──────── ИСХОДНЫЙ ТЕКСТ

В порядке любезности я спрятал пять бутылей домашней браги (это было в 1932 году [когда все еще действовал „сухой закон“]) и бочонок красного вина. Его пристрастие к кофе упростило проблему напитков. „Пристрастие“ — не то слово, скорее — страсть. Он пил чашку за чашкой, а я ставил кофейник за кофейником. В каждую чашку он добавлял четыре ложки сахара с верхом. На протяжении двадцати восьми последовавших часов, в течение которых мы болтали в головокружительном темпе, он пил кофе.

────────────────

* ЗАДАНИЕ 1 *
Сколько сахара он добавлял в каждую чашку кофе, согласно исходному тексту?

──────── МАТЕРИАЛ ДЛЯ ЗАДАНИЯ

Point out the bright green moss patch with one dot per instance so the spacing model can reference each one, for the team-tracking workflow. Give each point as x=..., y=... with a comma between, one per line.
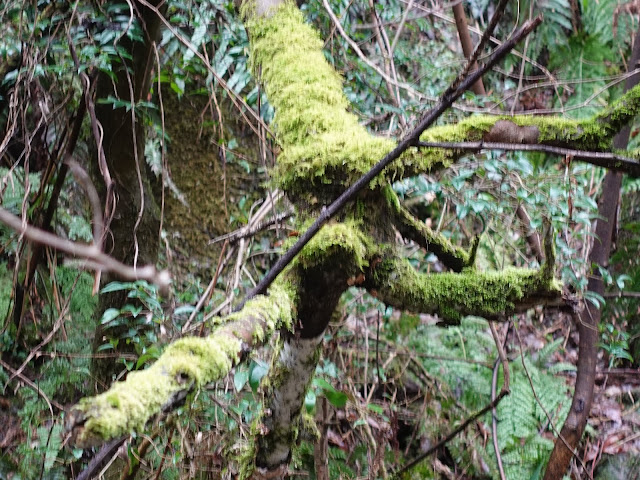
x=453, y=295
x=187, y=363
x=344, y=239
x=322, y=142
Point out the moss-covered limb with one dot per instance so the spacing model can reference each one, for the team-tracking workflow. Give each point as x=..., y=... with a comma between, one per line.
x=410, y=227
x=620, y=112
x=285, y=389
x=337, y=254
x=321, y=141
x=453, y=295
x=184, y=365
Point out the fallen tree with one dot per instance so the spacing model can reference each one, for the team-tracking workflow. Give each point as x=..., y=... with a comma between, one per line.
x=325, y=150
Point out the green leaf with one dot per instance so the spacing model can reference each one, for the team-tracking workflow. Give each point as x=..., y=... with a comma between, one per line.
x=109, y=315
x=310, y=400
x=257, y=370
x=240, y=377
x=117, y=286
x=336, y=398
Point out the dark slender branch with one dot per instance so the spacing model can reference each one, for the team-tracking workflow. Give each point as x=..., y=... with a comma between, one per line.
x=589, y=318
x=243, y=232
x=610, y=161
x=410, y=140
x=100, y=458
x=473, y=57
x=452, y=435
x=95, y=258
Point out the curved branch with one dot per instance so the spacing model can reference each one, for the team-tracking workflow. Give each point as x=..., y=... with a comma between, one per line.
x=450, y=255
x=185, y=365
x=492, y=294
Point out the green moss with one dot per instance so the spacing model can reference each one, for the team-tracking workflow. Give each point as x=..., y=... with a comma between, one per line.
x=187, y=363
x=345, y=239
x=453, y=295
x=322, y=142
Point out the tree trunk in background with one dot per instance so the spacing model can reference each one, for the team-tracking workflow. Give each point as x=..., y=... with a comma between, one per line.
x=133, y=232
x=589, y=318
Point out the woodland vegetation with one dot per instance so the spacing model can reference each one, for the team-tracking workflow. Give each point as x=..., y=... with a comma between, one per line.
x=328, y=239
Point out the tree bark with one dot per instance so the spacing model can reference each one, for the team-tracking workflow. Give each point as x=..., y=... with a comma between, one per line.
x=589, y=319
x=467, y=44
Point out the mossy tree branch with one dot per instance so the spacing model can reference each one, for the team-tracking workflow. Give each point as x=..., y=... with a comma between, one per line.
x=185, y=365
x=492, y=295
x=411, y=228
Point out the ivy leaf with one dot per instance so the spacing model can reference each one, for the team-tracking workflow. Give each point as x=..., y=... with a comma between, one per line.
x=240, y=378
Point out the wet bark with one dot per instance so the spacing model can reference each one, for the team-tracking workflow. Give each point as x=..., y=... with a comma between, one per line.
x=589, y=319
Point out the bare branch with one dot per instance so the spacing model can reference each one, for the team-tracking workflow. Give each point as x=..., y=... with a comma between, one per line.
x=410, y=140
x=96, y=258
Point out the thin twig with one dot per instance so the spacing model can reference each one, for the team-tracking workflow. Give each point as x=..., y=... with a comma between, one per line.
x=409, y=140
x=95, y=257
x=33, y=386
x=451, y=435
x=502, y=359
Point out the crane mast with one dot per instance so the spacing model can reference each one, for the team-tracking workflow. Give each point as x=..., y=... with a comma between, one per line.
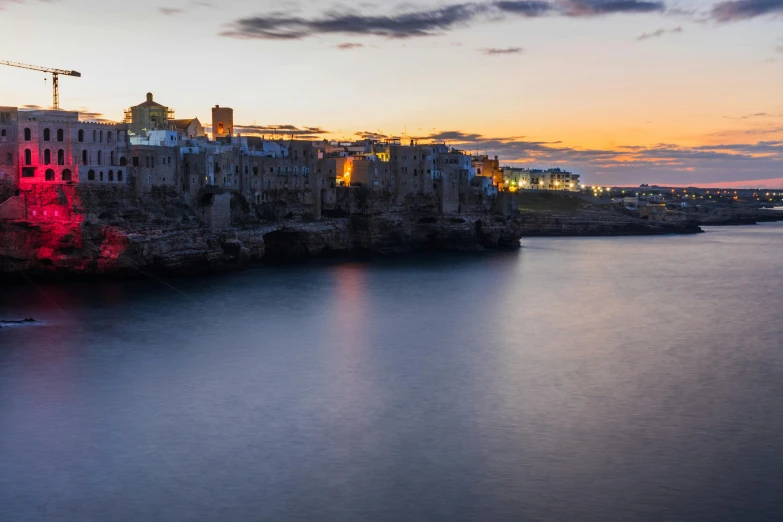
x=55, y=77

────────────────

* ЗАДАНИЕ 2 *
Извлеките из строк материала, а не из текста, всё подряд от строки, содержащей «Point out the crane», вниз до последней строки включительно, без изменений. Картинки в ответ не включайте.

* ОТВЕТ 1 *
Четыре ложки сахара с верхом.

* ОТВЕТ 2 *
Point out the crane mast with one dot per instance so the spacing model can reference each one, for the team-tracking workflow. Give each point as x=..., y=... with a comma between, one per line.
x=55, y=77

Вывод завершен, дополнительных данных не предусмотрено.